== Task brief ==
Copy all the lines of the data that include the word "shorts".

== Provided information ==

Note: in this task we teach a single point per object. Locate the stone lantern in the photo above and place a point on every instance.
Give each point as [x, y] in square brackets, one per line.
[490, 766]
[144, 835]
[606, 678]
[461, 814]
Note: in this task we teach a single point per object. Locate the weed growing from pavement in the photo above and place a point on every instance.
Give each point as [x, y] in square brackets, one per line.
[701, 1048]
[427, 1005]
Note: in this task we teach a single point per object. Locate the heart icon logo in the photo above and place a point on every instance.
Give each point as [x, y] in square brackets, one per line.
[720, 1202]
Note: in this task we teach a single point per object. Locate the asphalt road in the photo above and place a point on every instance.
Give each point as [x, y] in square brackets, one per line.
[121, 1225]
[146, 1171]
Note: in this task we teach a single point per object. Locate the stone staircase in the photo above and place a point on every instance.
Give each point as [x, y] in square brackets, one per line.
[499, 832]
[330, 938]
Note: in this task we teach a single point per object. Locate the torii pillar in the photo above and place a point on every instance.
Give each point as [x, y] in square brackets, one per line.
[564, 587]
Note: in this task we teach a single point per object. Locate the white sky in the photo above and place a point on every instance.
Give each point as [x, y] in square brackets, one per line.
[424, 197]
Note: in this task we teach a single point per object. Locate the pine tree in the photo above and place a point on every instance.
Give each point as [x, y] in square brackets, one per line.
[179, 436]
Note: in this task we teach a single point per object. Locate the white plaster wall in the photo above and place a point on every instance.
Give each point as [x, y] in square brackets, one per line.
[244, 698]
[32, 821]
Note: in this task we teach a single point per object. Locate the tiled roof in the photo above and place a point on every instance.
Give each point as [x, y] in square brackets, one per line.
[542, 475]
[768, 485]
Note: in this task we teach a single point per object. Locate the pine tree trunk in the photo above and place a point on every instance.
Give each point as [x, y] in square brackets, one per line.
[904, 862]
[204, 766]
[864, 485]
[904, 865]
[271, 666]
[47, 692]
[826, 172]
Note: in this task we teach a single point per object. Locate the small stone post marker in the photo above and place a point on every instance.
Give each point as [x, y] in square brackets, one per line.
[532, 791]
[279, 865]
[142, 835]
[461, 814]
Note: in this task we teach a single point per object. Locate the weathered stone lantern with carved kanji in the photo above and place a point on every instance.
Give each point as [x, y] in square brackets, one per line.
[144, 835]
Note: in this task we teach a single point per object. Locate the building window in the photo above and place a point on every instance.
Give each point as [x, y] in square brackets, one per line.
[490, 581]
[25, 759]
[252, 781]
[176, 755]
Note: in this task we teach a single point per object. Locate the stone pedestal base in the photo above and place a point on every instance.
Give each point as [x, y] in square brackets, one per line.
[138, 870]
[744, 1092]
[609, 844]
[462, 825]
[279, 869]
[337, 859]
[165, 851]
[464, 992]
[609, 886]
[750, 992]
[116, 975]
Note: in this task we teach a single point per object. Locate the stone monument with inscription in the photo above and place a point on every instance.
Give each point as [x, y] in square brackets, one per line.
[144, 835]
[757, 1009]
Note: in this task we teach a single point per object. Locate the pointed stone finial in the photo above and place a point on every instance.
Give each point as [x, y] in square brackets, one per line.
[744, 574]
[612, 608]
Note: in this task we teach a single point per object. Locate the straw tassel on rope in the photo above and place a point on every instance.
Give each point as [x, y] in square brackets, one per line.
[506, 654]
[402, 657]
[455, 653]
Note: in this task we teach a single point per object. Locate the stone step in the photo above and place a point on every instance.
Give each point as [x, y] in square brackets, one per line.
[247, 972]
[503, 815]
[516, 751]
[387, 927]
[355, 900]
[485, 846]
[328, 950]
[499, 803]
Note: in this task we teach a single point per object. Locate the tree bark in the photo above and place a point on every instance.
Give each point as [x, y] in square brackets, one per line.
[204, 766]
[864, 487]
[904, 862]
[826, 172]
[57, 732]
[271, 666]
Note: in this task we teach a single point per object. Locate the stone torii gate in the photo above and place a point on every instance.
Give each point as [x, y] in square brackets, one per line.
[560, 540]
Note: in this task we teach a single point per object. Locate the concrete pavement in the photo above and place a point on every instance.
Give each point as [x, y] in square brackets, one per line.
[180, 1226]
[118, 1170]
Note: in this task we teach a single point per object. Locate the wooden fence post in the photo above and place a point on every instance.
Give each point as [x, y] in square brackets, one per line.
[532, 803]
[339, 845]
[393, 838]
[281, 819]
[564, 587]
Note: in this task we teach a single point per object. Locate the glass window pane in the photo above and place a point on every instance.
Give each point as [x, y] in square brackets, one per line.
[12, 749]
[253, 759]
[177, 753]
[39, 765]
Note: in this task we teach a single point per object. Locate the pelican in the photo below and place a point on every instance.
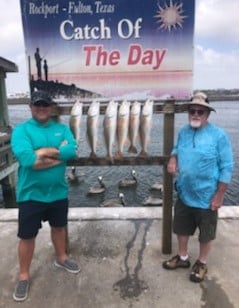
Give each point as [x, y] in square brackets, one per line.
[157, 186]
[119, 202]
[152, 201]
[97, 189]
[129, 181]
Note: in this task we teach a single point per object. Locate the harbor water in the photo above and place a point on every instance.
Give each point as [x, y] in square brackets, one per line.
[227, 116]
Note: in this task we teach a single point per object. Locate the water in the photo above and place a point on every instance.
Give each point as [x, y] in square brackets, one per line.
[227, 117]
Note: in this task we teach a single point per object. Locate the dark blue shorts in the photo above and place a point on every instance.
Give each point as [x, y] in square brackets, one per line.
[187, 219]
[32, 213]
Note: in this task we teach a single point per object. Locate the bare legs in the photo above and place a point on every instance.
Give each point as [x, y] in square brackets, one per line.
[26, 249]
[204, 248]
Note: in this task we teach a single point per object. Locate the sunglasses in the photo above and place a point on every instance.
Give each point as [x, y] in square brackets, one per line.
[41, 104]
[199, 112]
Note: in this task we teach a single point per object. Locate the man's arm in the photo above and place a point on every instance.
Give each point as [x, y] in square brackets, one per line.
[46, 158]
[218, 198]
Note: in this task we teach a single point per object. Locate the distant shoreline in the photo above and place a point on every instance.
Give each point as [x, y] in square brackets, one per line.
[25, 101]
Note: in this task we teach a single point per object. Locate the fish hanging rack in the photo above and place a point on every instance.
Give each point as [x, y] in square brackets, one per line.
[166, 107]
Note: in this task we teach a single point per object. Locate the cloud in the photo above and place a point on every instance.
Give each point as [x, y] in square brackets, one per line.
[216, 48]
[215, 69]
[217, 19]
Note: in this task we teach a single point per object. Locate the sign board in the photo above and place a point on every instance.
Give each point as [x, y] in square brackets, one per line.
[110, 48]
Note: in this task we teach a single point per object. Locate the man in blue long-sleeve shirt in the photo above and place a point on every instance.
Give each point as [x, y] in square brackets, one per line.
[42, 147]
[202, 160]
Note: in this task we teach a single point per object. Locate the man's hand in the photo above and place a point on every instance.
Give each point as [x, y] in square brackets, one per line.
[172, 166]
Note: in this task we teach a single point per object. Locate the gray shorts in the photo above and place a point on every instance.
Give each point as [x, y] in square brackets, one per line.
[187, 219]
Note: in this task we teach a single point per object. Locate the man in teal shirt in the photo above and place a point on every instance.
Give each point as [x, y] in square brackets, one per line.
[202, 162]
[42, 147]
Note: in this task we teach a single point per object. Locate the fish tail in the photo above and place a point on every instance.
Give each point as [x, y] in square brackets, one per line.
[132, 149]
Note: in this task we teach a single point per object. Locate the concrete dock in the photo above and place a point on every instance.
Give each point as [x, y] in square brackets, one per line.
[119, 250]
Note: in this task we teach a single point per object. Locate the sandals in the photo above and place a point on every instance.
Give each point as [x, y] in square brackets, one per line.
[176, 262]
[199, 270]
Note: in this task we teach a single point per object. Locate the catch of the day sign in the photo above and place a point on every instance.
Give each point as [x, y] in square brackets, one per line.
[124, 123]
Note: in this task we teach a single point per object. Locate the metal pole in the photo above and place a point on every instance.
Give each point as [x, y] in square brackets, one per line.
[167, 179]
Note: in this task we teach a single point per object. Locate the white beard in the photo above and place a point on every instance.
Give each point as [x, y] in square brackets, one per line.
[195, 123]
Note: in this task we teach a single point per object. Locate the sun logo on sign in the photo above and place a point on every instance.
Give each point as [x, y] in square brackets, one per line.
[170, 16]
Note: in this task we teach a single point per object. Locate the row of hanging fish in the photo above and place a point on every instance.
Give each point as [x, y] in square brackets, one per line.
[123, 123]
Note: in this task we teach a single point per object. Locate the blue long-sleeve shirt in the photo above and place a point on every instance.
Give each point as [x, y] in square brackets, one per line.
[45, 185]
[204, 158]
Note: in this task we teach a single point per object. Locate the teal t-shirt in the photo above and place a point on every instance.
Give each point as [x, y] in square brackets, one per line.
[46, 185]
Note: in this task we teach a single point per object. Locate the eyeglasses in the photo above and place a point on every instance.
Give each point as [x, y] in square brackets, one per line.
[41, 104]
[199, 112]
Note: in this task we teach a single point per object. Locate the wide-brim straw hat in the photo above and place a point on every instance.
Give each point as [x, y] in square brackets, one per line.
[201, 99]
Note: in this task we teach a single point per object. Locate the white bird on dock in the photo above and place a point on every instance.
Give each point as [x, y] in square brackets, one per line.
[97, 189]
[118, 202]
[129, 181]
[74, 176]
[157, 186]
[152, 201]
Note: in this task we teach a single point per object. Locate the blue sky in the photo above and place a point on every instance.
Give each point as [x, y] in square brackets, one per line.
[216, 44]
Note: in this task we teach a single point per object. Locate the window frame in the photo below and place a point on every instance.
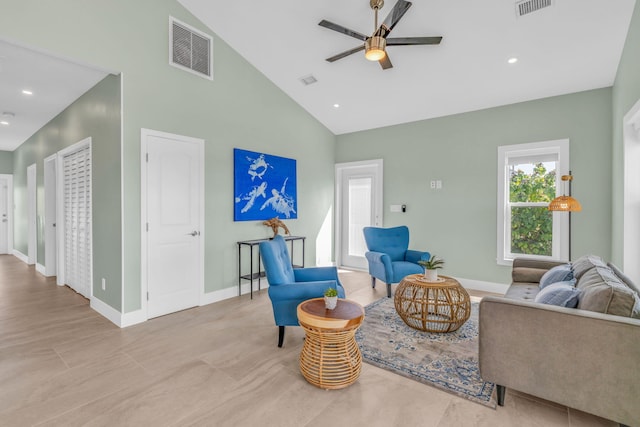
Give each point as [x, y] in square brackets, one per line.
[560, 233]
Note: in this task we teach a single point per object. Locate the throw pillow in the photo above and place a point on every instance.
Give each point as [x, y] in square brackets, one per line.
[559, 273]
[562, 294]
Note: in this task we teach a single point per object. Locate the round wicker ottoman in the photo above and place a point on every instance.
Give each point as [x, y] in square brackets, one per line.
[441, 306]
[330, 357]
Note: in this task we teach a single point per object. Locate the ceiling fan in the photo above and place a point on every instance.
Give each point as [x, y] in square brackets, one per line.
[374, 46]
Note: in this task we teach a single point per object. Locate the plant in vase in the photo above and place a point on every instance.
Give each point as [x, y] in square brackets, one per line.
[431, 267]
[331, 298]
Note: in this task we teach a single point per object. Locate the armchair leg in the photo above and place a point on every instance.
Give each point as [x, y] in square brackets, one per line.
[500, 389]
[280, 335]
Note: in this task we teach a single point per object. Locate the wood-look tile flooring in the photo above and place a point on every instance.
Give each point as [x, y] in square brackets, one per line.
[62, 364]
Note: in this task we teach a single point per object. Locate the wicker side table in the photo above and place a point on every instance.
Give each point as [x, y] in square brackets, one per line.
[330, 357]
[441, 306]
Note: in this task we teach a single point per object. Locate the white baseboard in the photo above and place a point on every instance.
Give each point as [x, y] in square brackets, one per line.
[107, 311]
[498, 288]
[123, 320]
[133, 318]
[231, 292]
[40, 269]
[22, 257]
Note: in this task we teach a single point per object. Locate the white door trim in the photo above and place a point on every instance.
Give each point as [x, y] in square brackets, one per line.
[341, 168]
[50, 245]
[144, 135]
[631, 200]
[10, 208]
[32, 214]
[60, 228]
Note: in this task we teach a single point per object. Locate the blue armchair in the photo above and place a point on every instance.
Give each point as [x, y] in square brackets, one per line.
[389, 258]
[289, 287]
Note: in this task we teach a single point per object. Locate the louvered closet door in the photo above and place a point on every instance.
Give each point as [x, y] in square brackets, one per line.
[77, 217]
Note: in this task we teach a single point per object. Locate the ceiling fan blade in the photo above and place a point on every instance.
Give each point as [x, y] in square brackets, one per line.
[386, 62]
[393, 17]
[341, 29]
[404, 41]
[345, 53]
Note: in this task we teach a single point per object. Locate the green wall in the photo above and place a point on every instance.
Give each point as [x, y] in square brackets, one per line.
[95, 114]
[6, 162]
[626, 92]
[458, 223]
[240, 108]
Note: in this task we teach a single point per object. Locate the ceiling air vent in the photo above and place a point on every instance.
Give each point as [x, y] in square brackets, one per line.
[529, 6]
[308, 80]
[190, 49]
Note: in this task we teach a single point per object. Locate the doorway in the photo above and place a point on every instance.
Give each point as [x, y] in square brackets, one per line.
[6, 214]
[359, 205]
[75, 261]
[32, 245]
[50, 238]
[172, 222]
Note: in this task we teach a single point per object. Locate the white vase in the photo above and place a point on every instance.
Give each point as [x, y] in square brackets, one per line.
[431, 275]
[330, 302]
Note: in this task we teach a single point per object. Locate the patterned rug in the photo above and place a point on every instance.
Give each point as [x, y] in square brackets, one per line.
[447, 361]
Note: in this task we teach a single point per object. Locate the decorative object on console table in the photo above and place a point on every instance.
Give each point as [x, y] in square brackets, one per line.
[264, 186]
[275, 225]
[431, 267]
[566, 203]
[330, 298]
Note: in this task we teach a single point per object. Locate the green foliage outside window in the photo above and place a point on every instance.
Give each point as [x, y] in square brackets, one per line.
[532, 227]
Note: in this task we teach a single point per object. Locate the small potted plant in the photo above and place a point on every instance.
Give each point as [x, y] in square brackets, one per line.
[331, 298]
[431, 267]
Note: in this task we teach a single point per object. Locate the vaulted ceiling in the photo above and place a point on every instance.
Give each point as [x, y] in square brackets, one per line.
[570, 46]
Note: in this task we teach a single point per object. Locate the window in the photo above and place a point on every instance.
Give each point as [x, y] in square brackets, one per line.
[528, 179]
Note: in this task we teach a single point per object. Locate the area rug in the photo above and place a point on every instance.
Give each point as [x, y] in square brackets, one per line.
[448, 361]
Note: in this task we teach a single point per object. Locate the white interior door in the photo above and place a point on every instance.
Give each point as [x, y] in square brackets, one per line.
[32, 245]
[360, 205]
[76, 230]
[50, 240]
[4, 215]
[174, 207]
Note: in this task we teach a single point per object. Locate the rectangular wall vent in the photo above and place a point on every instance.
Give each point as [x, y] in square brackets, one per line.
[529, 6]
[190, 49]
[308, 80]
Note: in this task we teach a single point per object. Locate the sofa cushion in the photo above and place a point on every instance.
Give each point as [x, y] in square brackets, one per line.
[586, 263]
[563, 294]
[625, 279]
[522, 291]
[604, 292]
[557, 274]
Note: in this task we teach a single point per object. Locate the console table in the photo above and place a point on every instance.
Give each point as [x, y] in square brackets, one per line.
[251, 244]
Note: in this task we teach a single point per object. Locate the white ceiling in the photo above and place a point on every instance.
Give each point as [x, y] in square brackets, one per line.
[55, 84]
[572, 46]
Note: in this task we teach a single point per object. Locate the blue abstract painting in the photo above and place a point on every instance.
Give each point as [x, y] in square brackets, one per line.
[264, 186]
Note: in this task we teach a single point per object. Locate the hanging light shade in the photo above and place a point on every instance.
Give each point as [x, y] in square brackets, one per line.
[565, 203]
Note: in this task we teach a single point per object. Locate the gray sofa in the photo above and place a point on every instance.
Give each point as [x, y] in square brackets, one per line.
[587, 358]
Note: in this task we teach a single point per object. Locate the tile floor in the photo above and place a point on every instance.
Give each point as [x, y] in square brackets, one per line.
[62, 364]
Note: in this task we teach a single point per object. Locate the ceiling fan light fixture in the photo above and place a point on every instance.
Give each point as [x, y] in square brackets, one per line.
[374, 48]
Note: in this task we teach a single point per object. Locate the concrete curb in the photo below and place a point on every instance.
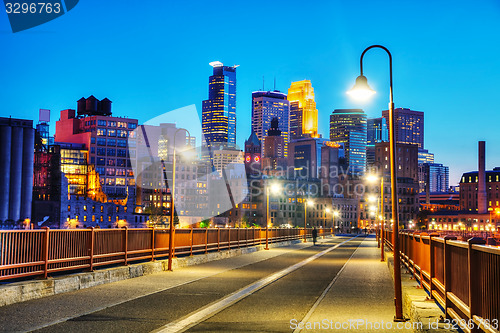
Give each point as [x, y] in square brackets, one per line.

== Exercise result ==
Note: in this task we teach a single point per object. Locate the dark blue shorts in the photo above and place a point on every instance.
Note: in this task we teach a single point per object. Locate the gray shorts in the photo above and place a point on every instance.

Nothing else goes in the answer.